↓↓↓

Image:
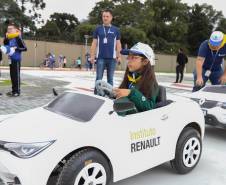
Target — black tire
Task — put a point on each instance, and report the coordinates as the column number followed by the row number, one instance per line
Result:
column 81, row 161
column 189, row 135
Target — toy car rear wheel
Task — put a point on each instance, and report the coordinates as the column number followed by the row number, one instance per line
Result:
column 87, row 167
column 188, row 151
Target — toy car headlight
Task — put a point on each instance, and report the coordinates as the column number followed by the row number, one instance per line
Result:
column 26, row 150
column 222, row 105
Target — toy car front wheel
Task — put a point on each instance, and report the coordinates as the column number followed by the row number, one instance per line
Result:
column 87, row 167
column 188, row 151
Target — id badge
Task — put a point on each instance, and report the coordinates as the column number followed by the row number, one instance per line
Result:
column 105, row 40
column 208, row 73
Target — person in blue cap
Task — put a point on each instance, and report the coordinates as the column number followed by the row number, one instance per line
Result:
column 209, row 63
column 139, row 84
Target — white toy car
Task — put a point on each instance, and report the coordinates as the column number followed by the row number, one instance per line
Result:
column 80, row 138
column 212, row 100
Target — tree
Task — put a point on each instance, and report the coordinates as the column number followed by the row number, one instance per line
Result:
column 130, row 36
column 10, row 12
column 33, row 10
column 168, row 23
column 95, row 14
column 66, row 24
column 82, row 30
column 49, row 31
column 202, row 20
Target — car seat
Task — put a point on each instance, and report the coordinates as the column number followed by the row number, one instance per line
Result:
column 161, row 100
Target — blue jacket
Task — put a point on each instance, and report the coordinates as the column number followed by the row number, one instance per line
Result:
column 20, row 47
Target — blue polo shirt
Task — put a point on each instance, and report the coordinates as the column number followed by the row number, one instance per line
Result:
column 106, row 49
column 17, row 55
column 212, row 58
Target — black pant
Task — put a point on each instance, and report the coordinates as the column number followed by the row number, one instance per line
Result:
column 15, row 76
column 180, row 71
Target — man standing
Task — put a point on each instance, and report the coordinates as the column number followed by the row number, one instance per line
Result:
column 106, row 46
column 14, row 41
column 209, row 61
column 182, row 59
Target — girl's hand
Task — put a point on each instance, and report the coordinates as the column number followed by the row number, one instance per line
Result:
column 121, row 92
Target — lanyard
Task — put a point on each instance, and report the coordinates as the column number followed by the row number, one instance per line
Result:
column 105, row 31
column 214, row 58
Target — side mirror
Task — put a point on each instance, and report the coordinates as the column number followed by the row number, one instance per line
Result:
column 123, row 107
column 55, row 93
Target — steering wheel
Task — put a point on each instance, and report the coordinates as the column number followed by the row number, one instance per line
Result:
column 104, row 89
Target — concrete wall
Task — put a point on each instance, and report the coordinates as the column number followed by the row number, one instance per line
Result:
column 34, row 56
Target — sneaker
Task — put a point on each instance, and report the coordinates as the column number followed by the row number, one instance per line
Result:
column 9, row 93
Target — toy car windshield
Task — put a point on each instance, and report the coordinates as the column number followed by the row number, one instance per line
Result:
column 215, row 89
column 79, row 107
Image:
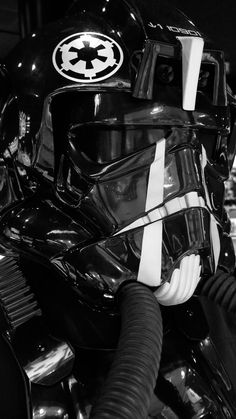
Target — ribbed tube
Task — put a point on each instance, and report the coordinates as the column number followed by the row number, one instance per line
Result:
column 132, row 378
column 221, row 288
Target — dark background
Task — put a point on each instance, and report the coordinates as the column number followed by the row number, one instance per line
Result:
column 216, row 18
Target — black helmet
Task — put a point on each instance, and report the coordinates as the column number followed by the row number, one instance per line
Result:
column 123, row 123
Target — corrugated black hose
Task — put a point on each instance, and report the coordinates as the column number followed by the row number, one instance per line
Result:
column 131, row 380
column 221, row 288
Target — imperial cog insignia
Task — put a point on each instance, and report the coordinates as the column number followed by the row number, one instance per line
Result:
column 87, row 57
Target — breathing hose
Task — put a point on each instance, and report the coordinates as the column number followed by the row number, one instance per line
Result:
column 131, row 380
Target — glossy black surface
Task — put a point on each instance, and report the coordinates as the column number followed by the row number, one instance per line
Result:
column 75, row 162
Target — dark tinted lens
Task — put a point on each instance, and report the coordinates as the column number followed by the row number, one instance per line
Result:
column 103, row 144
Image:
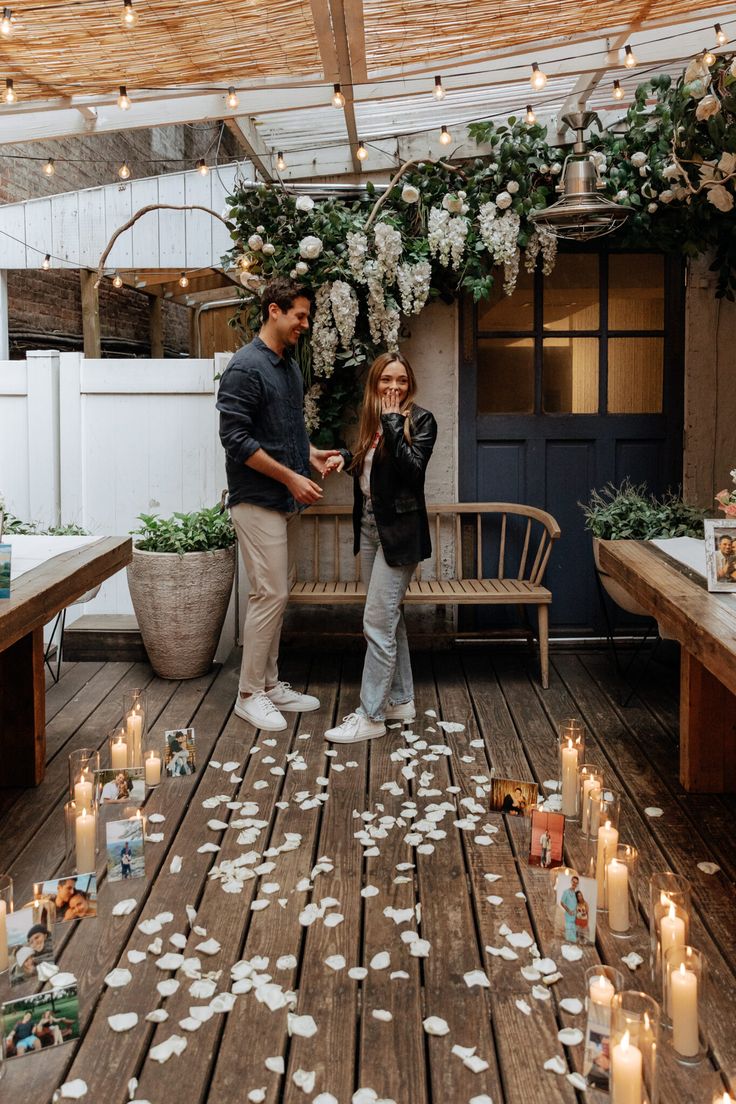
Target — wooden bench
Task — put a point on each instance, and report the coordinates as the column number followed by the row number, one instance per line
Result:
column 484, row 553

↑↑↑

• What needs to be done
Where a line of the records includes "blue", copy it.

• Finished exercise
Target — person in blue cap
Target — blue jacket
Target — blue polo shirt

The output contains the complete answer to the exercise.